**Given request**
Reproduce all the material exactly, minus any pictures it holds.

**** Data provided

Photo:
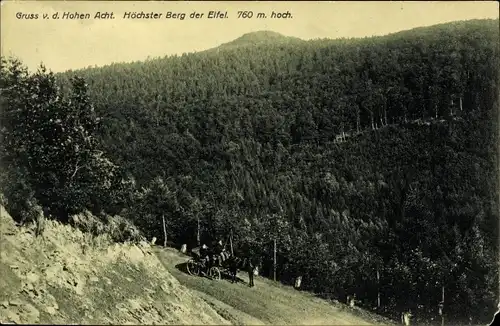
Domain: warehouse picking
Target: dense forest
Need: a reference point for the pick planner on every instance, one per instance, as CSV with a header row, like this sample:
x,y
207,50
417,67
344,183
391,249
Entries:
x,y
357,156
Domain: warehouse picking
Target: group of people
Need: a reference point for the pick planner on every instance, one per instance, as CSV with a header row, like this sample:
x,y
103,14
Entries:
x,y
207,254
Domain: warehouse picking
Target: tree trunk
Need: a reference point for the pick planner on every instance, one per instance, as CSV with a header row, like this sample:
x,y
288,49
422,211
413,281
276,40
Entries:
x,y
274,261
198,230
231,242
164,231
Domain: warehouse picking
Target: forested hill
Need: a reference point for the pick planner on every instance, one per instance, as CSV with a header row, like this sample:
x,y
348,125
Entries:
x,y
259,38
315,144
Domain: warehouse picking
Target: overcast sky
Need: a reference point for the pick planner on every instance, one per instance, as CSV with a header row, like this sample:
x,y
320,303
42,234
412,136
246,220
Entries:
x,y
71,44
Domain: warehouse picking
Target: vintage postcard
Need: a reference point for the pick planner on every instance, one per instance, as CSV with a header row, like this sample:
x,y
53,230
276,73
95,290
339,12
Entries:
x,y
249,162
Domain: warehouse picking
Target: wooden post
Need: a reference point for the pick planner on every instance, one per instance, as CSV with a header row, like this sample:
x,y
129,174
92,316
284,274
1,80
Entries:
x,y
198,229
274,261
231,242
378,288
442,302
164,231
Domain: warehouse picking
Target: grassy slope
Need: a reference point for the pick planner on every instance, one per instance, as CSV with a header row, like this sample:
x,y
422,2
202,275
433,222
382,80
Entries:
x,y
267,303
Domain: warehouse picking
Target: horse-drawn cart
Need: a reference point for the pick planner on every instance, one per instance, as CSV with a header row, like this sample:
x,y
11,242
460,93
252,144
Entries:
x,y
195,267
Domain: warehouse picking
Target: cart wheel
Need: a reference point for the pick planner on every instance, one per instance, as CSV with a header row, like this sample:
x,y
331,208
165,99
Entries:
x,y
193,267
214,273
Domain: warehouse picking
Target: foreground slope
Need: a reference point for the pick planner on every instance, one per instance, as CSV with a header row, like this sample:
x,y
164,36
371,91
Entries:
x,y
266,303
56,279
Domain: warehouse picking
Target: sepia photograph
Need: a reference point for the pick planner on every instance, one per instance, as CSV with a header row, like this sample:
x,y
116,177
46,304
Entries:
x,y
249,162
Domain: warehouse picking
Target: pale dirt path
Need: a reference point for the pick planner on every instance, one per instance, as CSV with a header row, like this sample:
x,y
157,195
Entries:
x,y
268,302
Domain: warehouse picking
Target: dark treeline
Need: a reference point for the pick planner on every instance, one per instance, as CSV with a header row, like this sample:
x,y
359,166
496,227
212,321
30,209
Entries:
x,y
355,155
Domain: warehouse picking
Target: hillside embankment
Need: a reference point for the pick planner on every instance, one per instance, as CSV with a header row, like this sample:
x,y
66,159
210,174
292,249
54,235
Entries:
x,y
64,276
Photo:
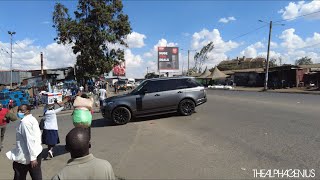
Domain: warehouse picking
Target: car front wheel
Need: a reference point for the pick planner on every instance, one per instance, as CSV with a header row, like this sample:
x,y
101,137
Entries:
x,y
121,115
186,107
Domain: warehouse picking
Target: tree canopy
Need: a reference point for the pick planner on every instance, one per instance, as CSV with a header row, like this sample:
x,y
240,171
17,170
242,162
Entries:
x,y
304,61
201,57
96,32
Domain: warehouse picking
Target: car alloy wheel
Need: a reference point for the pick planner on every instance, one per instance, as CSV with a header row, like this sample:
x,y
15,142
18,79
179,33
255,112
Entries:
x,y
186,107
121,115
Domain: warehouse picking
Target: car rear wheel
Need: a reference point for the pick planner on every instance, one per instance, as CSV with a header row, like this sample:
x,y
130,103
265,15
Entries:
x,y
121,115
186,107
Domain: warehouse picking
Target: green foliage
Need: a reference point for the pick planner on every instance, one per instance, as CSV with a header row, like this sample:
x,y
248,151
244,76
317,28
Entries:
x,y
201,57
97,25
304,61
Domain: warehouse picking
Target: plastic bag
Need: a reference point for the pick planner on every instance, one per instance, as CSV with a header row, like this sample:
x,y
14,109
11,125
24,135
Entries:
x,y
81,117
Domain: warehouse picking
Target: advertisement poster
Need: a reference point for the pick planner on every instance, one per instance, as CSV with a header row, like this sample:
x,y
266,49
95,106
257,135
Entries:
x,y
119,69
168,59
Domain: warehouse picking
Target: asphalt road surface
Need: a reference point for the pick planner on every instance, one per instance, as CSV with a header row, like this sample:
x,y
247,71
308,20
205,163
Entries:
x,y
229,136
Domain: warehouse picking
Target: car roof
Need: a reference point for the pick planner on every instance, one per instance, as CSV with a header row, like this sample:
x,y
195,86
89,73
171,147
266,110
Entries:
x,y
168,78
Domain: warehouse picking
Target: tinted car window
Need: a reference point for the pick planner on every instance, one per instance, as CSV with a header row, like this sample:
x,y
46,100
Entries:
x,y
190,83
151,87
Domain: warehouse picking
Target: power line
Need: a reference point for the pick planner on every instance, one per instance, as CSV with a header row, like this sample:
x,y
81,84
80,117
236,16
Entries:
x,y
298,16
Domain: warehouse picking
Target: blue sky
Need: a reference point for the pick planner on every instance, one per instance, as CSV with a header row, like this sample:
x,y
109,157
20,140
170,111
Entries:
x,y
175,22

********

**Solution to the problem**
Photo:
Domain: warehouse picking
Target: dense forest
Need: a reference point for the pick planner on every instance, one per instance, as CSV with a header row, like this sample:
x,y
207,50
417,67
344,183
391,249
Entries:
x,y
357,156
Domain: warehouse picking
Target: group of people
Need: a reference point for the pick planner on every instance, one per instance, as CSV with a header row, like this sample:
x,y
103,14
Entries:
x,y
207,254
Domain: warehouse picking
Target: tree trunk
Need: a reference point for the pick planner on every instance, one per instance, as CSV with a header row, like this sample:
x,y
288,49
422,211
413,281
276,40
Entries:
x,y
274,261
198,230
231,242
164,231
Domain: warehouse picking
Target: forested hill
Need: a reference point for the pick planner on every instance, one per instance, as CSV with a header row, like this sample:
x,y
348,125
Entries:
x,y
259,38
315,144
Domain: warehouse picking
Target: overcast sky
Need: a reference point for the pick planner on every instance, one per instance, as CSV with a header row, like this sample:
x,y
320,303
42,234
412,136
246,220
Entries:
x,y
71,44
Domain: warehouse picking
Target: vintage postcard
Need: a reference point for the pick planner on every instance, one per instance, as CSV with a header row, like this sample:
x,y
53,230
276,73
95,290
339,12
Entries:
x,y
249,162
Domain: warehouse picking
Target: wooden post
Need: a reference point for the pick planner on every instance, one per instance, as CSV with a header row, like this sample:
x,y
129,174
92,316
284,274
1,80
Entries:
x,y
198,229
274,261
231,242
378,288
442,302
164,231
Domain: warehouse picking
Target: grassy slope
Need: a reference point for the pick planner on every instance, one per instance, as CSV with a header row, like this sample:
x,y
422,2
202,275
433,222
382,80
Entries:
x,y
267,303
Domain: warehouse picking
Target: horse-drawn cart
Need: a reference point for the pick planner on every instance, one per instance, as CSV with a header row, like this sample:
x,y
11,242
460,93
252,144
Entries:
x,y
195,267
Domain: warehouse picking
Target: cart wheel
Need: a reference point for the pick planner on every instance, one per instance, as CSV with a header row, like this sample:
x,y
331,208
165,99
Entries:
x,y
193,267
214,273
Domain: warehouse picking
Target: foreground slope
Need: a reference point for the pick planner on every instance, one per instance, as CSV with a header row, like this sample:
x,y
164,36
371,91
Entries:
x,y
266,303
56,279
Domain: warehouse picking
Target: sepia photograph
Need: a reference point for the pick planner on every instance, one per instance, as CSV with a header row, like this sample:
x,y
116,177
46,304
Entries:
x,y
249,162
Domain: warehouse picking
Target: pale dirt path
Need: a reference point for the pick planner on every instance, one per instance, as CSV with a header row, like this sample:
x,y
157,195
Entries:
x,y
268,302
Domain: warehouse picking
Target: dark treeline
Need: a reference point for the pick planner on every instance, one per instance, as CSV with a header row, like this sample:
x,y
359,166
496,227
212,321
30,209
Entries:
x,y
355,155
Domain: warehouse picking
Target: hillside embankment
Need: a reference point for the pick planner on every instance, one per instance, as CSV with a header row, like this sample:
x,y
66,159
210,174
292,249
54,235
Entries:
x,y
64,276
Photo:
Domain: warehouse picking
Target: car front wheel
Need: a reference point for the pick planner on every instance, one per instance, as CSV with a header row, like this sample:
x,y
101,137
Entries:
x,y
121,115
186,107
Domain: warehouse picking
Target: tree canopy
Need: a reference point for the pick planner on every instance, one per instance, as CSV with a header row, like this sample:
x,y
240,171
17,170
242,162
Entries:
x,y
304,61
201,57
96,32
Domain: warehouse picking
Target: car alloy wheel
Need: a reference point for the pick planner on every instance, one per instance, as CSV with a header row, like this sample:
x,y
15,142
18,79
179,33
255,112
Entries:
x,y
186,107
121,115
Domain: warehouse picking
Target: car rear wheel
Need: a reference point for the pick planner on every instance, one per instance, as CSV with a header row, like this sample:
x,y
130,103
265,15
Entries:
x,y
121,115
186,107
Domain: warehouse picking
Target: green foliage
Need: a reference point for the pick planner on every instance, one per instance, as CSV with a header row, like this sample:
x,y
248,151
244,76
317,28
Entries:
x,y
201,57
97,25
304,61
Domain: warehouse picking
Target: plastic bag
Need: a reference point for the pick planner on every instance, one per instance, as CSV with a header row, like this sample:
x,y
14,109
11,125
24,135
Entries:
x,y
81,117
Domain: warehouse picking
Target: advertisement poster
Need: a reference point for the pick planner on every instance, one per instance, as CSV with a header row, like this sample:
x,y
266,49
95,106
257,135
Entries:
x,y
119,69
168,59
Domain: warehouse picking
Target: asphalt road surface
Need: a reference point for the pick planner on every instance, one per instance, as CSV with a header row, like this sample:
x,y
247,71
308,20
205,163
Entries:
x,y
229,136
Domain: warehouse picking
Target: car roof
Need: a reference point for the pick planner on every instance, one per instance, as CSV with a header row, like this sample:
x,y
195,86
89,73
171,147
266,110
Entries:
x,y
168,78
Domain: warehouse picking
Target: tinted car window
Need: a reference point for the pick planner on every instance, one per instance, as CSV with a header row, like this sample:
x,y
46,100
Entries:
x,y
190,83
151,87
Domain: warehouse picking
Target: power line
Need: a reference point for the pick planner on every instance, one per instance, as CSV with a header row, like this sample:
x,y
81,84
80,117
236,16
Entries:
x,y
298,16
Domain: warehouse picking
Target: blue sky
Need: a reference point for the pick planner on every instance, one per instance, as CSV with a header row, like this sample:
x,y
109,157
20,140
170,111
Entries:
x,y
175,22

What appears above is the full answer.